§ ACTION ITEM: Repeat each record word for word. Leave nothing out.

#### RECORD EXCERPTS

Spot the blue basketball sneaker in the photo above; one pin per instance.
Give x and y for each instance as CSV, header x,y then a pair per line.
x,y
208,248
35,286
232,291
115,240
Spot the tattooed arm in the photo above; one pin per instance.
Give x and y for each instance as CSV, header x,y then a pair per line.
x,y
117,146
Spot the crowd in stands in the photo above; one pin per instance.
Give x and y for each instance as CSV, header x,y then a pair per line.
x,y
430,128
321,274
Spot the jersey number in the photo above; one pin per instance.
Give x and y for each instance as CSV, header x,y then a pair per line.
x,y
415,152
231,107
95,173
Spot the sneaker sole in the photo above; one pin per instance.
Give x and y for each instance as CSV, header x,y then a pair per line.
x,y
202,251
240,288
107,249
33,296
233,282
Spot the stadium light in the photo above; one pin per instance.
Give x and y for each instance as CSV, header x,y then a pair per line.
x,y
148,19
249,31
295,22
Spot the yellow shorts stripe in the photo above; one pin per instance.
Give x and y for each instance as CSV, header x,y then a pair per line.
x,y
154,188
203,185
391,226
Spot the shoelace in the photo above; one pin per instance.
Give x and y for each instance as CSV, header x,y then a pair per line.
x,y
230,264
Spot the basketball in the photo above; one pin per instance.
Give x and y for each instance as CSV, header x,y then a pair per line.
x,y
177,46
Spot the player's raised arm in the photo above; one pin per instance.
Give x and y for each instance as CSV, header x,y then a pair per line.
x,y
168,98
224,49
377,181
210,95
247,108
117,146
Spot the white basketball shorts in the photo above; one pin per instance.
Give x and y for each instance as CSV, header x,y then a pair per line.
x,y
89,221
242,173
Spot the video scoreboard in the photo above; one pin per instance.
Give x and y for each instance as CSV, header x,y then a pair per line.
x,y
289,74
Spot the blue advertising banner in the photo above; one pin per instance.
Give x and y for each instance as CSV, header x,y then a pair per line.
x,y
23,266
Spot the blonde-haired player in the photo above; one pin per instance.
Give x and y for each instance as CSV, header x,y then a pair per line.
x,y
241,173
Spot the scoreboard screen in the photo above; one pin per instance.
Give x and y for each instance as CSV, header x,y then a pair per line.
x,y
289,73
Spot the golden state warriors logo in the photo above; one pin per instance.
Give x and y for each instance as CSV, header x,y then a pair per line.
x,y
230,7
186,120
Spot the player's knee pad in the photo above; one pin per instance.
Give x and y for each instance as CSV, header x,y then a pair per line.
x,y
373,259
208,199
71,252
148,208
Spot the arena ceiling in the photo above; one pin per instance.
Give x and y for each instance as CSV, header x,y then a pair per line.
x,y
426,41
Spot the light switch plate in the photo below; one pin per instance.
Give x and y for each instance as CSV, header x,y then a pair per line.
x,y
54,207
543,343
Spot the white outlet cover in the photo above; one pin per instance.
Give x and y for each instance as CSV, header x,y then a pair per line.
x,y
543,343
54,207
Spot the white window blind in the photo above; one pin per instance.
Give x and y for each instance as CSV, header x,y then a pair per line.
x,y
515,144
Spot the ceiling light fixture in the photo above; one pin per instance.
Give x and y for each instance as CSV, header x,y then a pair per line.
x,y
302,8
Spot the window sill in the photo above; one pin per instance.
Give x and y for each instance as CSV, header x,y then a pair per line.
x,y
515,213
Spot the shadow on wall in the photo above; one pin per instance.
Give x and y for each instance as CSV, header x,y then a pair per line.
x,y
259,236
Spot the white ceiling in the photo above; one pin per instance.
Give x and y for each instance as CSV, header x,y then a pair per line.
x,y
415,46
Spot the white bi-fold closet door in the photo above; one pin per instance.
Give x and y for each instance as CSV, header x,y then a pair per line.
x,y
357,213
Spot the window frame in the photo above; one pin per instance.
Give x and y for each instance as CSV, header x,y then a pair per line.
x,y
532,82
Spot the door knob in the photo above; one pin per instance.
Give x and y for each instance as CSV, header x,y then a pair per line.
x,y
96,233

########

§ ANSWER FOR THE TASK:
Spot the blue basketball sneaker in the photo above; one pin per instance.
Give x and y for each instance as CSV, header x,y then a pair per line.
x,y
208,248
35,286
232,291
115,240
Spot the tattooed arm in the photo above; one pin per instance.
Give x and y for each instance as CSV, header x,y then a pair per line.
x,y
117,146
Spot the crowd in stands in the photo above; one pin per instance.
Give x and y for each instance as CSV, header x,y then a pair per line.
x,y
430,128
321,274
Spot the jersey number in the photo above; one pin per instance.
Give x and y for each instance as CSV, header x,y then a pair per line.
x,y
415,152
231,107
95,173
Spot the sneaker sole in the photo above; one pin per instance.
Give x and y for each instance as CSV, header x,y then a pair per line.
x,y
202,251
240,288
107,249
33,296
233,282
Spot the stadium light in the photo above; one pin per instance.
Give x and y for each instance as CSV, header x,y then a pair per line.
x,y
148,19
249,31
295,22
Spot the yellow shorts stripe in the photo above; one pin per instance.
Give x and y for each instance as CSV, header x,y then a pair per line.
x,y
154,188
203,185
391,226
Spot the shoelace in the photo above; one pin per instance.
Give x and y for each instance as CSV, header x,y then a pair per line.
x,y
230,264
Spot the basketball in the photo above; one pin per instance.
Give x and y for each instance as CSV, header x,y then a pair per line.
x,y
177,46
Spot the player's raised arm in the photo above; one pin per instance.
Give x and y for each instance as CSV, header x,y then a pair per line.
x,y
168,98
224,49
377,181
210,95
247,108
117,146
Spot the white basketball shorts in the photo above; one pin per instance.
Give x and y for each instance as CSV, header x,y then a pair per line.
x,y
89,221
242,173
Spot the video scoreboard in the photo above; one pin per instance.
Give x and y for each instance as CSV, header x,y then a pair per line.
x,y
289,74
Spot the blue advertising banner in the photo above; one pin per instance.
Give x and y for each instance as CSV, header x,y then a pair per line.
x,y
23,266
Spot the blonde-haired player in the photo above; one pin per instance.
Give x and y for each instance as CSV, header x,y then a pair per line.
x,y
241,173
Spot the scoreboard screen in the photo above; one pin per instance.
Give x and y for each instance as CSV, header x,y then a pair per line.
x,y
289,73
Spot the golden state warriors logo in the photo above; one pin per instance.
Give x and y for each instance as CSV, header x,y then a pair per line.
x,y
230,7
186,120
Spot the player's knee pad in the photo above; one pin per instance.
Give x and y for each instance as CSV, header x,y then a pair per line.
x,y
373,259
208,199
71,252
148,208
Spot the arena ceiling in the photo above; one pin per instance.
Give x and y for each instance as CSV, header x,y then a pair per line.
x,y
426,41
Spot the light switch plate in the photo below; one pin per instance.
Give x and y for each instance as CSV, header x,y then a pair per line.
x,y
54,207
543,343
Spot the white outlet cover in the photo above; one pin per instance.
Give x and y for each instance as CSV, header x,y then a pair per line.
x,y
543,343
54,207
Spot the white window blind in the photo above; one pin per instance.
Give x and y for each instance as CSV, header x,y then a pair per line.
x,y
515,144
Spot the ceiling light fixture in the photo above; one pin per instance.
Give x and y for each instance as CSV, header x,y then a pair per line.
x,y
302,8
Spot the window sill in the photo above; one pin per instance.
Give x and y for each instance as CSV, header x,y then a pair per line.
x,y
515,213
Spot the shadow on wall in the photo above; one pin per instance.
Give x and y for each instance as CSV, header x,y then a pair per line.
x,y
259,236
Spot the white ceiling in the photo above; one pin per instance.
Give x and y for each instance as CSV, header x,y then a pair per line.
x,y
415,46
Spot the white bi-fold closet door in the photo above; one pin per instance.
Give x and y for each instance as CSV, header x,y then a pair per line.
x,y
357,213
Spot the window frame in the photo above; one pin per instance.
Give x and y for each instance as CSV, header x,y then a pair per line.
x,y
532,82
Spot the door knob in the photo above; one pin per instance.
Give x and y for each instance as CSV, header x,y then a pair per line.
x,y
96,233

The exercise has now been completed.